--- Start Listing ---

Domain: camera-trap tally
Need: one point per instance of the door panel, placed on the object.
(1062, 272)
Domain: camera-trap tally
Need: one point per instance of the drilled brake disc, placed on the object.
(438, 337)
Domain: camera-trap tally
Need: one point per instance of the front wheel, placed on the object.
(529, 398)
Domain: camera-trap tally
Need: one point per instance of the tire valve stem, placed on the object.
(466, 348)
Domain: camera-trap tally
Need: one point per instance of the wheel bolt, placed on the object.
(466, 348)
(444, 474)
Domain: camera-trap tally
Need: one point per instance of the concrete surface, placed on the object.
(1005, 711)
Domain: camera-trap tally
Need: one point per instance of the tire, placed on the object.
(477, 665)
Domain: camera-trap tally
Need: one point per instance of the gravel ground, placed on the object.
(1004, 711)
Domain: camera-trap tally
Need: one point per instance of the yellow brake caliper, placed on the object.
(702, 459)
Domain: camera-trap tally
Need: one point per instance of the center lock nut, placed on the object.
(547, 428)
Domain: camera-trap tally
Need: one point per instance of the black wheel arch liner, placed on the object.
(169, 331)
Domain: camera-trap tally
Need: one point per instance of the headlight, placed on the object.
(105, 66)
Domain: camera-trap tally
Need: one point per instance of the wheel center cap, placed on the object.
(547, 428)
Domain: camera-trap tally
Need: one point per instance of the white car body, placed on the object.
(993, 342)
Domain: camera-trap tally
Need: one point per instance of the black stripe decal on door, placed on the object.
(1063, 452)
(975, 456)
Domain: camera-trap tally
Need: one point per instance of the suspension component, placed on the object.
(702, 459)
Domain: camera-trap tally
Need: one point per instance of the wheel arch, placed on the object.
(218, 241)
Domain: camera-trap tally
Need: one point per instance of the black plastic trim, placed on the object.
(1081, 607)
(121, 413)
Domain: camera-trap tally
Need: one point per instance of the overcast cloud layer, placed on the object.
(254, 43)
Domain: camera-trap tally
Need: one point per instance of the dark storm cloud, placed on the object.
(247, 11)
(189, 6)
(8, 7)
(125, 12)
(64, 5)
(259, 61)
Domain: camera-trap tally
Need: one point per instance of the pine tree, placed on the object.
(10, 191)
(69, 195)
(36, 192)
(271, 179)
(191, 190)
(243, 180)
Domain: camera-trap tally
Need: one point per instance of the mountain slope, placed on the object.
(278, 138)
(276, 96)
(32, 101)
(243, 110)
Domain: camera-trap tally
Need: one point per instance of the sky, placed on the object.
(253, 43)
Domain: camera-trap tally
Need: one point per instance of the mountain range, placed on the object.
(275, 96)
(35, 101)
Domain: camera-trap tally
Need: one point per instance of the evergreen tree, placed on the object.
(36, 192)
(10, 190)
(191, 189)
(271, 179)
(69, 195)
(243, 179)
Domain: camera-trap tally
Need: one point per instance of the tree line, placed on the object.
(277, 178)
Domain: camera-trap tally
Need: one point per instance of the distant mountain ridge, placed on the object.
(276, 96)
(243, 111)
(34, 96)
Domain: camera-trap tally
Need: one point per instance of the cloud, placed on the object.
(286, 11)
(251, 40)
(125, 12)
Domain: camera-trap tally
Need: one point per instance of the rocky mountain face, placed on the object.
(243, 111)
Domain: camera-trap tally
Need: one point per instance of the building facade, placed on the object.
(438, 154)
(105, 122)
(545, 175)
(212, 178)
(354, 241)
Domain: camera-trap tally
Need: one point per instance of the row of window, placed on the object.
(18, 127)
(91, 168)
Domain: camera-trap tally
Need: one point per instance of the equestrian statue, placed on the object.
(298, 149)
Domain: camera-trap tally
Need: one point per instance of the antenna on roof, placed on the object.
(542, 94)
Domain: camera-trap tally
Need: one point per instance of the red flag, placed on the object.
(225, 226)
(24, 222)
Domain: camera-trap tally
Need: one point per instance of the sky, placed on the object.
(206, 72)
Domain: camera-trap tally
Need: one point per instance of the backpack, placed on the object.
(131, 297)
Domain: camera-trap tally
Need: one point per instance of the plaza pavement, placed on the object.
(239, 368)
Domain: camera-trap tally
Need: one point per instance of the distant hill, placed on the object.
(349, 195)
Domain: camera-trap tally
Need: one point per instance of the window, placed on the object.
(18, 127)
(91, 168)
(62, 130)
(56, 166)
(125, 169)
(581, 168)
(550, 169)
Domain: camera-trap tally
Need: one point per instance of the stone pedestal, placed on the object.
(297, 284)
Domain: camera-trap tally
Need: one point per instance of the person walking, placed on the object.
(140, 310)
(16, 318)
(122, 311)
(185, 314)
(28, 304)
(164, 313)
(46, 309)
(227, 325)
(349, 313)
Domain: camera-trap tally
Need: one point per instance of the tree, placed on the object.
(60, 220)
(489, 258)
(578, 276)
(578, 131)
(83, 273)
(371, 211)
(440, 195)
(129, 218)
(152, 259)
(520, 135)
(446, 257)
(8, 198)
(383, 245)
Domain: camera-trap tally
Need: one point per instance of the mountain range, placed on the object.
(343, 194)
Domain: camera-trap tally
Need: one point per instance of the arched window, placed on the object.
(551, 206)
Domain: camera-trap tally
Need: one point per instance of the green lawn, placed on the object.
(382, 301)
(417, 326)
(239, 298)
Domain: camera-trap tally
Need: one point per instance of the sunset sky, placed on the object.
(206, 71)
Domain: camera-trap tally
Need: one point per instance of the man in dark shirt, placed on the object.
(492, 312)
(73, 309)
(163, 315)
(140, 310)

--- End Listing ---

§ Problem description
All the entries above need to be reproduced exactly.

§ Result for this task
Domain: camera-trap tally
Need: one point per instance of the door panel, placed on the object.
(1062, 272)
Domain: camera-trap tally
Need: one point per instance of the drilled brake disc, placed on the object.
(438, 337)
Domain: camera-trap tally
Need: one point per instance of the front wheel, placed on the object.
(529, 398)
Domain: camera-trap tally
Need: one point per instance of the tire valve stem, placed on the object.
(466, 348)
Domain: camera-trap tally
Need: one point per instance of the wheel bolt, placed on the object.
(466, 348)
(444, 474)
Domain: camera-trap tally
Need: one point per instance of the concrete surface, placed on the object.
(1005, 711)
Domain: camera-trap tally
Need: one point per instance of the tire, placed on the object.
(477, 665)
Domain: camera-trap tally
Need: one point per instance of the gravel ground, placed on the object.
(1004, 711)
Domain: camera-trap tally
Need: one point per instance of the yellow brake caliper, placed on the object.
(702, 459)
Domain: camera-trap tally
Need: one point per instance of the center lock nut, placed on the object.
(547, 428)
Domain: camera-trap tally
Need: one point per instance of the black wheel arch liner, placed on the object.
(169, 331)
Domain: camera-trap tally
Need: one point per instance of the headlight, placed on the object.
(105, 66)
Domain: camera-trap tally
Need: one point per instance of the wheel center cap, placed on the object.
(547, 428)
Domain: camera-trap tally
Need: one point per instance of the white car body, placed on the object.
(993, 342)
Domain: camera-trap tally
Need: one point per instance of the black stripe decal on door, placed on the object.
(1063, 452)
(975, 456)
Domain: camera-trap tally
Need: one point per instance of the suspension component, placed on the object.
(702, 459)
Domain: camera-trap tally
Need: one point per instance of the wheel arch, placed on the object.
(218, 241)
Domain: camera-trap tally
Need: one point per instance of the black plastic trim, placed on the object.
(1081, 607)
(121, 413)
Domain: camera-trap tally
Need: one point per instance of the overcast cloud layer, placed on the object.
(254, 43)
Domain: camera-trap tally
Need: one point per instance of the dark storm cloud, placed on the object.
(247, 11)
(189, 6)
(8, 7)
(125, 12)
(64, 5)
(259, 61)
Domain: camera-trap tally
Need: one point per instance of the pine tree, placed on the object.
(10, 191)
(69, 195)
(36, 192)
(271, 179)
(191, 190)
(243, 180)
Domain: camera-trap tally
Need: one point per instance of the mountain slope, placed on the object.
(278, 138)
(276, 96)
(32, 101)
(243, 110)
Domain: camera-trap tally
Need: one point per instance of the sky, placed on the object.
(253, 43)
Domain: camera-trap tally
Need: one point per instance of the mountain range, placed on the object.
(275, 96)
(35, 101)
Domain: camera-trap tally
Need: one point per instance of the evergreen tree, placed on the object.
(36, 192)
(10, 190)
(191, 189)
(271, 179)
(69, 195)
(243, 179)
Domain: camera-trap tally
Need: one point per instance of the tree line, placed on the object.
(277, 178)
Domain: camera-trap tally
Need: one point per instance of the distant mountain ridge, placed on the object.
(276, 96)
(243, 111)
(34, 96)
Domain: camera-trap tally
Need: one point per instance of the cloud, placed on the object.
(286, 11)
(251, 40)
(125, 12)
Domain: camera-trap tally
Need: one point per instance of the rocky mountain face, placed on the object.
(243, 111)
Domain: camera-trap tally
Need: one point per instance of the building facade, placed on the object.
(438, 154)
(105, 122)
(545, 175)
(212, 178)
(354, 241)
Domain: camera-trap tally
Need: one point per instance of the row of window, placed on the object.
(18, 127)
(91, 168)
Domain: camera-trap tally
Need: one point per instance of the equestrian statue, placed on the object.
(298, 149)
Domain: camera-trap tally
Need: one point per instance of the antenna on roof, placed on the object.
(542, 94)
Domain: camera-trap tally
Need: one point per instance of the red flag, placed on the object.
(225, 226)
(24, 222)
Domain: camera-trap tally
Need: one point per instance of the sky, placed on the object.
(206, 72)
Domain: camera-trap tally
Need: one point per instance of the backpack, placed on the object.
(131, 297)
Domain: camera-trap tally
Need: one point per instance of the plaza pavement, placed on the object.
(239, 368)
Domain: camera-trap tally
Need: one point per instance of the distant hill, placed on the object.
(349, 195)
Domain: camera-trap tally
Need: one point per instance of the window, placed on the object.
(18, 127)
(91, 168)
(62, 130)
(56, 166)
(125, 169)
(581, 168)
(550, 169)
Domain: camera-trap tally
Need: one point per instance of the stone pedestal, placed on the object.
(297, 284)
Domain: camera-trap tally
Need: one point per instance of the person walking, placed on the object.
(140, 310)
(16, 318)
(122, 311)
(185, 314)
(28, 304)
(164, 313)
(46, 309)
(227, 325)
(349, 313)
Domain: camera-trap tally
Need: one point per instance of the tree, placed on the object.
(60, 220)
(489, 258)
(578, 276)
(578, 131)
(83, 273)
(371, 211)
(440, 195)
(129, 218)
(152, 259)
(520, 135)
(446, 257)
(8, 198)
(383, 245)
Domain: camera-trap tally
Need: one point per instance of the mountain range, placed on the object.
(343, 194)
Domain: camera-trap tally
Need: one point per instance of the arched window, placed on the object.
(551, 206)
Domain: camera-trap tally
Need: one point per instance of the green lawn, placed on the object.
(382, 301)
(417, 326)
(239, 298)
Domain: camera-trap tally
Need: one point per instance of the sunset sky, placed on the object.
(206, 71)
Domain: camera-trap tally
Need: one point per instance of the man in dark shirt, placed on the object.
(492, 312)
(73, 309)
(163, 315)
(140, 310)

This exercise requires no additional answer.